# NEW DESKTOP.. pretty pic..



## Redfoot NERD (Mar 27, 2010)

I expected something to jump out of there and grab my face ---







NERD

*anyone like the hi-res pic just email me*

In fact I may post a few more pics from there if anyone would like to see them ---- http://www.cypressgardens.info/index.html


----------



## Yvonne G (Mar 27, 2010)

I've always been fascinated by water gardens and the creatures who live there. I have a bath tub sunk down into the ground that was supposed to be a water lily pond, but I "planted" it in the shade and the lilies won't grow. I used to take my flashlight out at night and shine it into the water so I could see the critters in there. I've found dragon fly nymphs, polywogs, an errant toad (which I quickly rescued) and of course, the gold fish.


----------



## terryo (Mar 27, 2010)

Very nice Terry...I have so many myself every summer.......but I have to enjoy it now because I'm getting rid of my big pond this Spring and making a big Boxie enclosure with a pond and stream....can't wait to start.
You're the one who taught me how to take pictures....remember?


----------



## webskipper (Mar 27, 2010)

I miss my turtle pond (up north). The upper ponds were occupied with lilies,pygmy cattails, variegated cattails, corkscrews, parrots feathers etc to help deal with the waste of the young Snappers. Goldfish thrived.

It was my huge aquarium outdoors. Each pond spilled over with a waterfall into the one below it. I'll try it again here in AZ.


----------



## Redfoot NERD (Mar 27, 2010)

You're the one who taught me how to take pictures....remember? And it has paid off.. great 'back-yard' stuff! 

These are in the wild/at Cypress Gardens...

The "Butterfly House" -











"Walking trails" -
















We "rowed" right out among them in a 'flat-bottom boat'.. more like just drifted along for a couple hours!

..... more later.

Terry K


----------



## Stephanie Logan (Mar 28, 2010)

My, my...it's hard to find the words...it certainly makes one contemplate her place in the big wide world...such a gift.


----------



## terryo (Mar 28, 2010)

I don't know why, but that picture is so beautiful that it gives me an eerie feeling....quiet and serene, but frightening at the same time.


----------



## Redfoot NERD (Mar 28, 2010)

I think we'll go back this spring.............


----------

REQUIRED WORK:
In the forum thread about the new desktop picture, Yvonne G describes shining a flashlight into her sunken bath tub pond at night. List every creature she says she found there.

DATA SHOWN:
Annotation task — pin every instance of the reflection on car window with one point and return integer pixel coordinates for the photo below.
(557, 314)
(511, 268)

---

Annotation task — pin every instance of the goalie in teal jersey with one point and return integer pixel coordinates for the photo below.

---

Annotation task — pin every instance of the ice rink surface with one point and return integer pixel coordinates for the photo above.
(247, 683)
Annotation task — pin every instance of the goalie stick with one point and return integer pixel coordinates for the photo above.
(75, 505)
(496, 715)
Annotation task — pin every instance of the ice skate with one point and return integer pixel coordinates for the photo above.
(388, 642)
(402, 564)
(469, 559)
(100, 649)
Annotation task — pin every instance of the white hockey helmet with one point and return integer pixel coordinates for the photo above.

TASK RESPONSE:
Dragon fly nymphs, polywogs, an errant toad, and the gold fish.